== DATA EXCERPTS ==

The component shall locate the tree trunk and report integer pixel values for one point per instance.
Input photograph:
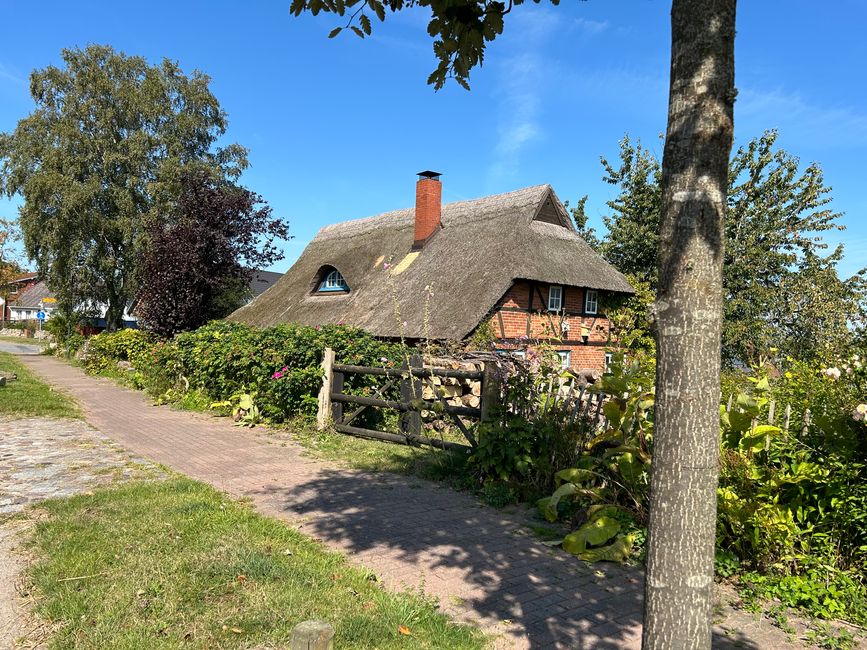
(679, 587)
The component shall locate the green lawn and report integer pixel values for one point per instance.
(28, 396)
(23, 341)
(176, 564)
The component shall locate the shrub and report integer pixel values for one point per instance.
(280, 365)
(106, 349)
(604, 494)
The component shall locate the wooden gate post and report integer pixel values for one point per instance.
(490, 391)
(410, 389)
(324, 415)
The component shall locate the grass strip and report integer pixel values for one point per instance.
(29, 396)
(176, 564)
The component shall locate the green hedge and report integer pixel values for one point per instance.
(280, 366)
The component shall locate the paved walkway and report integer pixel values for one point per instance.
(20, 348)
(42, 458)
(475, 560)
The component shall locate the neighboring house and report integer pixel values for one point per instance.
(512, 262)
(39, 296)
(13, 290)
(29, 302)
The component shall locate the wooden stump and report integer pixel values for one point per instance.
(312, 635)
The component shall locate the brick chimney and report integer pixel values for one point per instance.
(428, 207)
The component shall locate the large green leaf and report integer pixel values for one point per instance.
(596, 531)
(618, 551)
(575, 475)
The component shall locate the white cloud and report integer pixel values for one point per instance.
(811, 123)
(591, 27)
(7, 75)
(521, 85)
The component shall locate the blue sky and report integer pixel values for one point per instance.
(338, 128)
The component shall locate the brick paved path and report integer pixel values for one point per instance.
(474, 559)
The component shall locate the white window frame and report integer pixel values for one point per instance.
(558, 294)
(591, 301)
(333, 282)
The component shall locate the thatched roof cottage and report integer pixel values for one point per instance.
(439, 271)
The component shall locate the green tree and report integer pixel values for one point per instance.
(775, 261)
(10, 261)
(689, 310)
(98, 158)
(579, 219)
(632, 240)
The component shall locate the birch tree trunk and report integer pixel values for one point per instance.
(679, 587)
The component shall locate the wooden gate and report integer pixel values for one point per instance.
(410, 379)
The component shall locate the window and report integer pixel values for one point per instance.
(591, 301)
(333, 281)
(555, 298)
(517, 354)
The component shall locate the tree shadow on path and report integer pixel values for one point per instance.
(480, 563)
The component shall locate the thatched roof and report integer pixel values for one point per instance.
(484, 246)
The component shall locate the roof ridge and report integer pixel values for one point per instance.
(397, 217)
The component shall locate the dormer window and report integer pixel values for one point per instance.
(332, 282)
(555, 298)
(591, 301)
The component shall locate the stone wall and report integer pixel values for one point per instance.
(31, 334)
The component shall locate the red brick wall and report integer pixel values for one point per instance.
(516, 317)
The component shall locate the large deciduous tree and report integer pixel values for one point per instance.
(689, 309)
(780, 288)
(97, 158)
(10, 262)
(202, 254)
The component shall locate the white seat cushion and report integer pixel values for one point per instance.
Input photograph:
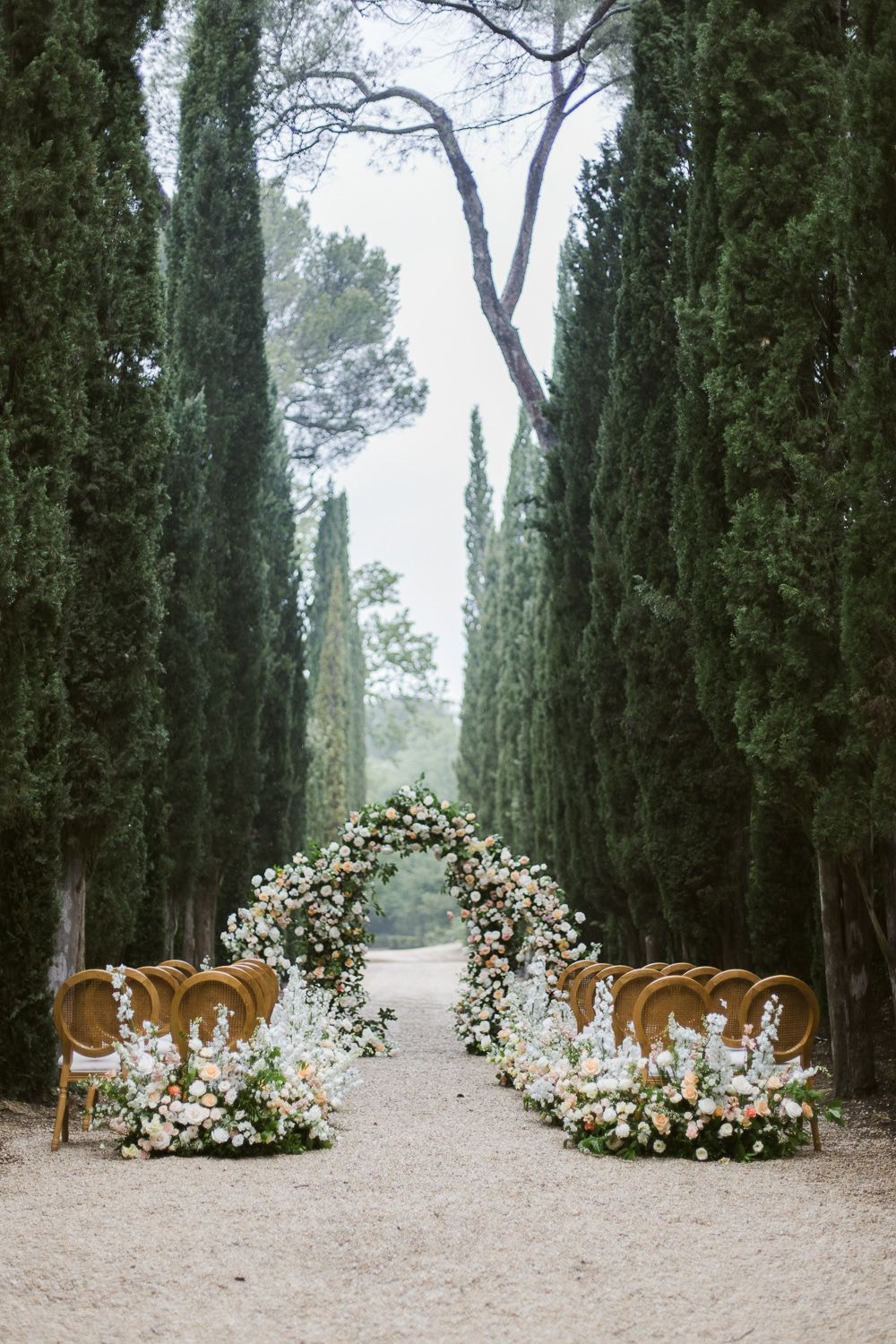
(93, 1064)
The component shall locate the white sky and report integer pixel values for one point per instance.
(406, 491)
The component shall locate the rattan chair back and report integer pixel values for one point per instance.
(626, 991)
(570, 972)
(702, 973)
(166, 983)
(86, 1013)
(198, 1000)
(180, 965)
(798, 1019)
(684, 999)
(727, 992)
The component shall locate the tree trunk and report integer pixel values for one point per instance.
(842, 922)
(69, 953)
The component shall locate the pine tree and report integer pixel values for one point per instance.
(478, 526)
(772, 392)
(336, 687)
(567, 793)
(117, 503)
(218, 349)
(48, 94)
(519, 567)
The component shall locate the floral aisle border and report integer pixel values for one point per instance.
(694, 1098)
(314, 911)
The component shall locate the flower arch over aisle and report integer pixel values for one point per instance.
(314, 911)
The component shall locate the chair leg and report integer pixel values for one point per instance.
(89, 1104)
(62, 1107)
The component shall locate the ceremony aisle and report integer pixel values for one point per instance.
(445, 1214)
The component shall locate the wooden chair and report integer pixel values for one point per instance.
(727, 992)
(685, 999)
(626, 991)
(702, 973)
(180, 965)
(582, 995)
(797, 1027)
(570, 973)
(86, 1018)
(198, 1000)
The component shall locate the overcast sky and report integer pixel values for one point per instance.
(406, 491)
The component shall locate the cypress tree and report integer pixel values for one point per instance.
(772, 392)
(218, 349)
(48, 93)
(478, 524)
(117, 504)
(519, 566)
(336, 687)
(567, 792)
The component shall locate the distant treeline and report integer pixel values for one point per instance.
(681, 639)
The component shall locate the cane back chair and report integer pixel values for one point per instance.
(198, 1000)
(85, 1012)
(727, 994)
(797, 1026)
(626, 991)
(684, 999)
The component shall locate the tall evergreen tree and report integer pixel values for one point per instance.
(336, 687)
(117, 503)
(48, 94)
(774, 394)
(567, 793)
(218, 349)
(478, 524)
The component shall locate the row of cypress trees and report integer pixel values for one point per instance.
(152, 696)
(702, 650)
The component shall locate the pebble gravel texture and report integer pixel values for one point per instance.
(445, 1214)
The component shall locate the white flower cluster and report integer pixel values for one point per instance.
(280, 1088)
(512, 909)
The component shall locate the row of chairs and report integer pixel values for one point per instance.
(643, 999)
(172, 996)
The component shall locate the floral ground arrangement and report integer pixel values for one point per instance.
(696, 1098)
(273, 1093)
(314, 913)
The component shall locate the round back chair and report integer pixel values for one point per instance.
(798, 1019)
(702, 973)
(684, 999)
(199, 999)
(727, 992)
(570, 973)
(582, 996)
(85, 1012)
(626, 991)
(164, 981)
(179, 965)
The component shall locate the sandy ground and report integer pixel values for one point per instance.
(445, 1214)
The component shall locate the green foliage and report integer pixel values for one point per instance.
(332, 304)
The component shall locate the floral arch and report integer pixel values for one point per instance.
(314, 911)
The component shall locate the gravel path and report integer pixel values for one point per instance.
(445, 1214)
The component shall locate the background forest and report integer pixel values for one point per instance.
(680, 631)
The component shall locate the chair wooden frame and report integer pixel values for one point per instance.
(758, 996)
(622, 986)
(716, 991)
(675, 986)
(97, 1040)
(180, 1023)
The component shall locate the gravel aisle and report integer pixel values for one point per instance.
(445, 1214)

===

* PROBLEM TO SOLVE
Rewrite all of the material with every "integer pixel values" replaced by "whole-number pixel coordinates" and everything else unchanged. Leave the pictures out.

* COMPLETED TASK
The component shall locate the tree trunk and report whole-number pixel coordinates for one point per instance.
Input photograph:
(679, 587)
The component shall locate the green lawn and report whole-number pixel coordinates for one point per instance.
(28, 396)
(23, 341)
(176, 564)
The component shall locate the shrub and report whole-number pixel coordinates for one point per instance.
(280, 365)
(106, 349)
(604, 494)
The component shall locate the wooden gate post and report whole-number pixel coordinates for one point per instance.
(490, 391)
(410, 389)
(324, 415)
The component shall locate the grass strip and report whole-number pixel coordinates for one point per instance.
(29, 396)
(176, 564)
The component shall locate the green hedge and report whole-number pixel coordinates for one point per instance.
(280, 366)
The component shall locate the paved walkway and report whole-number pixel coordinates for one point per instance.
(20, 348)
(42, 458)
(475, 560)
The component shall locate the neighboring house and report whole-number pixel coordinates for one point per instance.
(512, 262)
(39, 296)
(13, 290)
(29, 302)
The component shall locate the wooden stump and report whole-number pixel coordinates for one point per instance.
(312, 635)
The component shall locate the brick chimney and report whole-number pixel coordinates for one point per instance.
(428, 207)
The component shall locate the large green leaf and report whole-number pixel coordinates for one point per instance.
(596, 531)
(618, 551)
(575, 475)
The component shall locate the white cloud and report whole-number pixel coordinates for one point per instance.
(811, 123)
(591, 27)
(7, 75)
(521, 85)
The component shall locate the blue sky and report whole-number pixel coordinates for one point per instance.
(338, 128)
The component shall locate the brick paved path and report whole-number pixel coordinates for one point per instance.
(474, 559)
The component shall locate the white window frame and report whole-number pixel coordinates for one point per instance.
(558, 294)
(591, 301)
(333, 282)
The component shall locate the thatched roof cottage and report whole-number pixel coordinates for one point per instance.
(439, 271)
The component shall locate the green tree and report whole-number pixel coordinates for one point per instance.
(775, 261)
(10, 261)
(689, 310)
(98, 158)
(579, 219)
(632, 240)
The component shall locate the birch tree trunk and report whole-number pixel coordinates for one point per instance.
(679, 587)
The component shall locate the wooden gate and report whole-number pixel coordinates for one point per instance.
(410, 379)
The component shall locate the window and report whole-number pixel coordinates for one point per instance.
(591, 301)
(333, 281)
(555, 298)
(517, 354)
The component shall locate the tree shadow on path and report whole-number pixel coordinates for one point per instance.
(480, 563)
The component shall locate the thatched roof and report whole-number pixel coordinates for one point per instance.
(484, 246)
The component shall locate the roof ridge and report whole-number pixel coordinates for one point per instance.
(397, 217)
The component shall locate the dormer window and report whole-number pixel coordinates for one point per instance.
(332, 282)
(555, 298)
(591, 301)
The component shall locate the stone wall and report whole-number pixel coordinates for one point per instance.
(31, 334)
The component shall locate the red brick wall and report whole-number pixel coordinates for one point per instance.
(516, 317)
The component shall locate the large deciduous tree and report whole-number pixel coordinates for one point per instance.
(689, 309)
(780, 288)
(97, 158)
(10, 262)
(202, 254)
The component shall locate the white seat cushion and report whole-number pixel coordinates for one point per instance.
Input photograph:
(93, 1064)
The component shall locate the white sky and report whole-number pixel coordinates for one point per instance.
(406, 491)
The component shall locate the rattan chair back and report whole-number pixel coordinates for one point per instance.
(626, 991)
(570, 972)
(702, 973)
(166, 983)
(86, 1013)
(198, 1000)
(180, 965)
(798, 1019)
(684, 999)
(727, 992)
The component shall locate the tree trunk and report whole-number pixel coordinates for one point per instance.
(842, 922)
(69, 953)
The component shall locate the pine tree and report whole-number pixel coordinates for one point per instance.
(478, 526)
(772, 392)
(336, 687)
(567, 793)
(117, 503)
(218, 349)
(48, 94)
(519, 567)
The component shall locate the floral aisle border and report whole-number pixel coordinates for one point per instance.
(694, 1098)
(314, 911)
The component shall locate the flower arch over aisle and report whole-number pixel coordinates for one point per instance.
(314, 911)
The component shall locate the chair leg and report whole-number pixel coordinates for one point per instance.
(89, 1104)
(62, 1107)
The component shall locate the ceremony aisle and report whole-number pixel coordinates for one point per instance.
(445, 1214)
The component shall locate the wooden chair and report whole-number pixel coordinates for one point per instance.
(727, 992)
(685, 999)
(626, 991)
(702, 973)
(180, 965)
(582, 995)
(797, 1027)
(570, 973)
(86, 1018)
(198, 1000)
The component shall locate the overcast sky and report whole-number pixel coordinates for one point per instance.
(406, 491)
The component shall locate the cypress tree and report whole-number pixel coordinates for one point per instance.
(772, 392)
(218, 349)
(48, 93)
(478, 524)
(117, 504)
(519, 566)
(336, 687)
(567, 792)
The component shall locate the distant treeline and report whole-number pixel coordinates for one point per instance.
(681, 639)
The component shall locate the cane back chair and report whole-number pixel coordinates for one point per instance.
(198, 1000)
(85, 1012)
(727, 994)
(797, 1026)
(626, 991)
(684, 999)
The component shall locate the tall evergreen tree and report whole-number pixel coordinates for one point per instance.
(336, 687)
(117, 503)
(48, 94)
(774, 394)
(567, 793)
(218, 349)
(478, 524)
The component shall locate the row of cypress trees and report whole-number pixel coordinates for one point per instance.
(152, 696)
(702, 650)
The component shall locate the pebble gravel texture and report whole-number pixel coordinates for one point per instance.
(445, 1214)
The component shall locate the white flower cluster and report whole-number pixel coordinates for one point per instance.
(280, 1088)
(512, 909)
The component shall locate the row of chairs and report whole-number pixel coordinates for one point per instance.
(643, 999)
(172, 996)
The component shall locate the floral ground arrangement and report whole-number pixel coordinates for one point per instance.
(696, 1098)
(273, 1093)
(314, 913)
The component shall locate the round back chair and report whole-number pixel coordinates for one point per instance.
(798, 1019)
(702, 973)
(684, 999)
(199, 999)
(727, 992)
(570, 973)
(582, 996)
(85, 1012)
(626, 991)
(164, 981)
(179, 965)
The component shall locate the sandy ground and report whole-number pixel coordinates for one point per instance.
(445, 1214)
The component shall locate the green foliage and report whole-number pixel coordinates for one point per instance.
(332, 304)
The component shall locate the floral arch and report whole-number pixel coordinates for one point per instance.
(314, 911)
The component shall locate the gravel path and report whole-number pixel coordinates for one point per instance.
(445, 1214)
The component shall locate the background forest and report whole-number pixel coordinates for one point per instance.
(680, 631)
The component shall locate the chair wooden frame and report whole-number pixel coordinates for one point per instance.
(758, 996)
(622, 986)
(716, 991)
(675, 986)
(97, 1040)
(180, 1023)
The component shall locate the gravel aisle and report whole-number pixel coordinates for one point per instance.
(445, 1214)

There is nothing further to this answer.